:: PROBLEM ::
The expected output is each line below containing "provide", copied in full.

Stored records
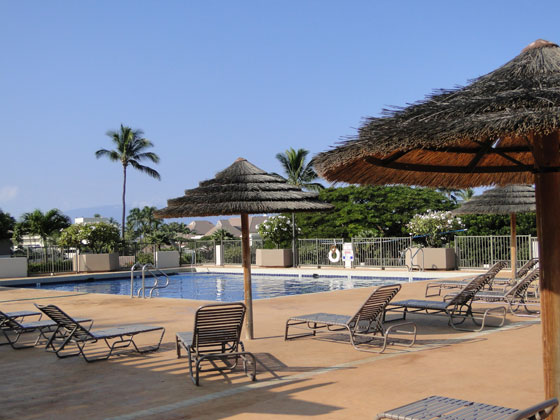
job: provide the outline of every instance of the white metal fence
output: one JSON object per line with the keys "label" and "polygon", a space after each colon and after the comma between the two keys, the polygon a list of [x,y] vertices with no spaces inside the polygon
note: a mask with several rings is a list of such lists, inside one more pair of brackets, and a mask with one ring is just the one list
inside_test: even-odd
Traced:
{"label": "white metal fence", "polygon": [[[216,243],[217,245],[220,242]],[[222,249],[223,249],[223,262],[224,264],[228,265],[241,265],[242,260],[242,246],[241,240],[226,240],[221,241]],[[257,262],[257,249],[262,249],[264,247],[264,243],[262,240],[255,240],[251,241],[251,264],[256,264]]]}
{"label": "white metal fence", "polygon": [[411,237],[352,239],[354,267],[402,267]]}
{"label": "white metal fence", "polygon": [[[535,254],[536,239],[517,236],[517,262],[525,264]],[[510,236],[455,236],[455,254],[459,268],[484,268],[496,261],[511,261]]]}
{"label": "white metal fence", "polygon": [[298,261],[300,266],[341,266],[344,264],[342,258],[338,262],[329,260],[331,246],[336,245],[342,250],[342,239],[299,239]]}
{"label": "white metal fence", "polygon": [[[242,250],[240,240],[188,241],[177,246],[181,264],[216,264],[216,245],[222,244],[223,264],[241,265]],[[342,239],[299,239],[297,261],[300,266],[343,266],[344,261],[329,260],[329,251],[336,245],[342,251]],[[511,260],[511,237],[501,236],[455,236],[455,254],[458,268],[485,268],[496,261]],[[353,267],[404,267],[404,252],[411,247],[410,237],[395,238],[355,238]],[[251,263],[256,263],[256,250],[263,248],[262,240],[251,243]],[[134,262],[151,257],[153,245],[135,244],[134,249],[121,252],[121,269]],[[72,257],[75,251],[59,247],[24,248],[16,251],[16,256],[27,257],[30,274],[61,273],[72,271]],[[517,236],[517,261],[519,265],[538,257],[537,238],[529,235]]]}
---
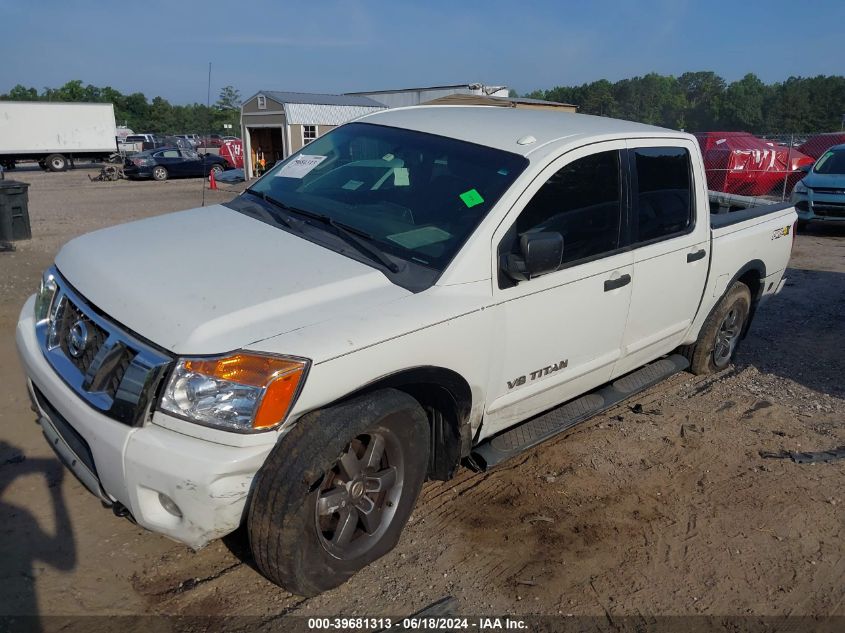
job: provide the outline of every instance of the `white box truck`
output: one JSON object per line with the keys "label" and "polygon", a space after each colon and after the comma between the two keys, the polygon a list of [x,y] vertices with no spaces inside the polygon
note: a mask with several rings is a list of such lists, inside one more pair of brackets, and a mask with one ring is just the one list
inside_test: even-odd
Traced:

:: WRITTEN RESPONSE ::
job: provide the outline of every instance of the white metal fence
job: provide the outline of every instance of the `white box truck`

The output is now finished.